- Passage shown
◇ ◇ ◇ ◇
United States District Court, M.D. Pennsylvania

August 14, 2014

KUJO LONG, LLC, Defendants


YVETTE KANE, District Judge.

Before the Court is Plaintiffs' motion for default judgment. (Doc. No. 11.) As Defendants have yet to appear or defend in this action, no opposition to the motion has been filed. For the reasons that follow, the Court will grant the motion and enter default judgment in favor of Plaintiffs.


On March 3, 2014, Plaintiffs, including Broadcast Music, Inc., [1] ("BMI") filed the above-captioned action against Defendants Kujo Long, LLC, Stephen G. Kujovsky, and Lonnie M. Long. (Doc. No. 1.) The complaint alleges that Defendant Kujo Long, LLC operates, maintains and controls Niko's, an establishment located in Lebanon, Pennsylvania, which regularly features performances of live and recorded music. (Id. ¶¶ 20-21.) Defendants Kujovsky and Long are, respectively, the President and Secretary of Kujo Long, and the complaint alleges that both individuals are responsible for the operation and management of Kujo Long. (Id. ¶¶ 23-26.) The complaint brings twelve claims of willful copyright infringement arising from unauthorized public performances at Niko's of musical compositions owned and/or licensed by the Plaintiffs. (Id. ¶¶ 28-34.)

The record indicates that, although Defendants were properly served with the summons and complaint, Defendants have not appeared, answered, moved, or otherwise responded to Plaintiffs' complaint. Subsequently, on May 5, 2014, Plaintiffs requested the Clerk of Court enter default against Defendants, which the Court entered that same day. (Doc. Nos. 9-10.) On June 19, 2014, Plaintiffs filed a motion for default judgment pursuant to Federal Rule of Civil Procedure 55(b). (Doc. No. 11.) Plaintiffs seek an injunction enjoining and restraining Defendants from infringing on their copyrighted musical compositions. (Id.) Plaintiffs also seek statutory damages of $30, 000, consisting of an award of $2, 500 for each of the twelve acts of infringement, in addition to costs and attorneys fees. (Id.)
◇ ◇ ◇ ◇
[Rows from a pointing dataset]
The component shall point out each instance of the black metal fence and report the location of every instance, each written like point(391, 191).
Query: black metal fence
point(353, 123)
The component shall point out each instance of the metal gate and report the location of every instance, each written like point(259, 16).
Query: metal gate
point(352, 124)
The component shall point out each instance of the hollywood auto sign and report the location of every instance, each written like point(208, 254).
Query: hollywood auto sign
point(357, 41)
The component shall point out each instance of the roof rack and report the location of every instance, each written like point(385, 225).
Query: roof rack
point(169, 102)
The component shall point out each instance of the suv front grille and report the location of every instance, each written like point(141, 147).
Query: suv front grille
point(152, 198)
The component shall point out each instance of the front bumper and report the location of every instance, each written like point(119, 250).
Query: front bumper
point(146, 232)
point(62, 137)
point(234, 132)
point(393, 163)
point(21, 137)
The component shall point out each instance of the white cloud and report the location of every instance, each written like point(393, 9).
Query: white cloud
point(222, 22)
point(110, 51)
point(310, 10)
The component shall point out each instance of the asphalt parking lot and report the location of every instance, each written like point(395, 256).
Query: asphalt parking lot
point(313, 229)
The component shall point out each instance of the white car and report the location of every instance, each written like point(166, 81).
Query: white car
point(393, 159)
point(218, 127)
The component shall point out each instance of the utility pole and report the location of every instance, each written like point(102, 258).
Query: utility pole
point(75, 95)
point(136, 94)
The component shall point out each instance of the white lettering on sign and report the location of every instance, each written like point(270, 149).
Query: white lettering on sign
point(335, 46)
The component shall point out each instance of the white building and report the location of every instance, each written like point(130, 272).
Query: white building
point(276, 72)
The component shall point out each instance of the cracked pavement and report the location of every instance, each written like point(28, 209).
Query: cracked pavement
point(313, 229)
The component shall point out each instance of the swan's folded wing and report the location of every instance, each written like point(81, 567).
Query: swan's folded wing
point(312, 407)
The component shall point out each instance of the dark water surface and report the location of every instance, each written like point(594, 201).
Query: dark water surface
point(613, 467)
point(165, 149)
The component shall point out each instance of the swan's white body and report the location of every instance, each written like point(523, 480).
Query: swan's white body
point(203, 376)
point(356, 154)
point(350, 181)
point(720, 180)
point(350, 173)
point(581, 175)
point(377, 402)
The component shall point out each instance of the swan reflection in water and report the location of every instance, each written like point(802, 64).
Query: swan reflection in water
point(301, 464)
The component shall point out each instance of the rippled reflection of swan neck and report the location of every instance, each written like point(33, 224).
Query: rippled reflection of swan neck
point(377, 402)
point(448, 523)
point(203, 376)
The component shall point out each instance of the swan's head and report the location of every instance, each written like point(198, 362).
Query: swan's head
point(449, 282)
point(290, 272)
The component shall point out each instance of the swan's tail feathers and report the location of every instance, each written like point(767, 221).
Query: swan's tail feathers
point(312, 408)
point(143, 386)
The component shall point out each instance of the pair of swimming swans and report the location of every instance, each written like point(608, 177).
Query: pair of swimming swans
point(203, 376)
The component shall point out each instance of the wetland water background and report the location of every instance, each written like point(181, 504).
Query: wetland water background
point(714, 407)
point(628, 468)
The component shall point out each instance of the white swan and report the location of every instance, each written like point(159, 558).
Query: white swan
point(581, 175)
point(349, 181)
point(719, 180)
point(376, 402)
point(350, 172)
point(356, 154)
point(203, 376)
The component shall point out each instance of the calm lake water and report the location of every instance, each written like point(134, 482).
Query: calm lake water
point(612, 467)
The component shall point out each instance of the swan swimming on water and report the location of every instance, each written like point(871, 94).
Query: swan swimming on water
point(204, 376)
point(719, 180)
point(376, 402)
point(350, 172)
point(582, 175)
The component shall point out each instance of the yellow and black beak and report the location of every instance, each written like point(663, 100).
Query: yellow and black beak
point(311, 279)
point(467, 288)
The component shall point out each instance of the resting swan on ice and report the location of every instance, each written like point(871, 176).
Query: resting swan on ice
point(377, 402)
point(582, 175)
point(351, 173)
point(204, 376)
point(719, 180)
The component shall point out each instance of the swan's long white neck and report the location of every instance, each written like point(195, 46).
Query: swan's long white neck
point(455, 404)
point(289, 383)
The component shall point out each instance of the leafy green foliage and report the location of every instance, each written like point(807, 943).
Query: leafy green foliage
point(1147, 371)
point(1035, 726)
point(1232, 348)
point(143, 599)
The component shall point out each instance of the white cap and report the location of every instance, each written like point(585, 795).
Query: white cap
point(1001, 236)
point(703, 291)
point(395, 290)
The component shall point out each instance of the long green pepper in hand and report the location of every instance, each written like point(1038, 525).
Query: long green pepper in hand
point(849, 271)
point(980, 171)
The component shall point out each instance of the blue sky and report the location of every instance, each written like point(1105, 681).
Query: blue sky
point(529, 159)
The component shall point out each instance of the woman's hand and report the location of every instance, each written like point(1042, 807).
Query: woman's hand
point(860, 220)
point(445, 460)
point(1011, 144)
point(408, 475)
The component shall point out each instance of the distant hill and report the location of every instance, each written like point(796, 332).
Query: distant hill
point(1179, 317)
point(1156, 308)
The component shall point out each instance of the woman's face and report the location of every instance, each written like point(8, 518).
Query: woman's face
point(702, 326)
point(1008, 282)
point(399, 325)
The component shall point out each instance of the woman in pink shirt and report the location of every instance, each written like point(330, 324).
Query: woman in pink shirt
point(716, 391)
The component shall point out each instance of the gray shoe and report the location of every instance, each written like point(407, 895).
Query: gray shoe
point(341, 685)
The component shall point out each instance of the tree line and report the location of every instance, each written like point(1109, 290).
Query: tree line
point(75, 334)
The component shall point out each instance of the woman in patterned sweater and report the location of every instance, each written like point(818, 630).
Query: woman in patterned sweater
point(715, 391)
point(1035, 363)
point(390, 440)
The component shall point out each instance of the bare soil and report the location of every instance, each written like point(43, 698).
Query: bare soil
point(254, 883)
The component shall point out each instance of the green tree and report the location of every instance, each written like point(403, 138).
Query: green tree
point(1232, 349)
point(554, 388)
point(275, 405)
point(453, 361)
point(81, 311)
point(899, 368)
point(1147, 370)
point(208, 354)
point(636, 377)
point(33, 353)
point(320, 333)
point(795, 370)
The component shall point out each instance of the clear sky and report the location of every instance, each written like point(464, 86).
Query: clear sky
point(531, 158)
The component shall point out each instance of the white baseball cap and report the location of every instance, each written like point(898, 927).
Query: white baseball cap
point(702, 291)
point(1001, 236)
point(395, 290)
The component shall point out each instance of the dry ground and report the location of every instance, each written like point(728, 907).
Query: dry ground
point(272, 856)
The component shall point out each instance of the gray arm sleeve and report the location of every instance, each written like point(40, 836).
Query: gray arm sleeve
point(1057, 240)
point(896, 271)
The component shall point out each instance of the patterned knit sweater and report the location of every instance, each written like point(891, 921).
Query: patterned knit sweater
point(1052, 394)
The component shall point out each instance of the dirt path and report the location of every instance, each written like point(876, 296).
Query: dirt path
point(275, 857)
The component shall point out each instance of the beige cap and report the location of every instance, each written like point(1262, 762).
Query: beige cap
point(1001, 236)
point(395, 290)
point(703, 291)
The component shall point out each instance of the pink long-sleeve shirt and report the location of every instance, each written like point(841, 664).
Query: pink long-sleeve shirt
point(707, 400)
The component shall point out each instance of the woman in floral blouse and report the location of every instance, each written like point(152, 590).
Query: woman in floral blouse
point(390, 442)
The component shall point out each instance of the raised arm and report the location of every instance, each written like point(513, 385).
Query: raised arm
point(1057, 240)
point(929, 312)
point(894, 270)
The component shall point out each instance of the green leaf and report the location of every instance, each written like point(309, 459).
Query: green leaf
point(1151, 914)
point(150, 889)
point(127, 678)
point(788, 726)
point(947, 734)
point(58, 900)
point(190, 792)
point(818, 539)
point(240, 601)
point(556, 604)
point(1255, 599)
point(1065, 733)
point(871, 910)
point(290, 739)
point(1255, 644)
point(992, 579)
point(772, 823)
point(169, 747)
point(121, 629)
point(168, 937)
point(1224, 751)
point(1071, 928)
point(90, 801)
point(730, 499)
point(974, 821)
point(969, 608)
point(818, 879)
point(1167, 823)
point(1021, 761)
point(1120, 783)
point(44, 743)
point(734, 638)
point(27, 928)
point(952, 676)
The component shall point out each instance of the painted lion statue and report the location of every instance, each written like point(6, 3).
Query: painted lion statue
◇ ◇ ◇ ◇
- Short task
Answer these from the court opinion:
(a) What is the name of the establishment that Kujo Long, LLC is said to operate, and in what town is it located?
(b) On what date was default entered against the defendants?
(c) Under which rule did the plaintiffs file their motion for default judgment?

- The answer
(a) Niko's, in Lebanon, Pennsylvania.
(b) May 5, 2014.
(c) Federal Rule of Civil Procedure 55(b).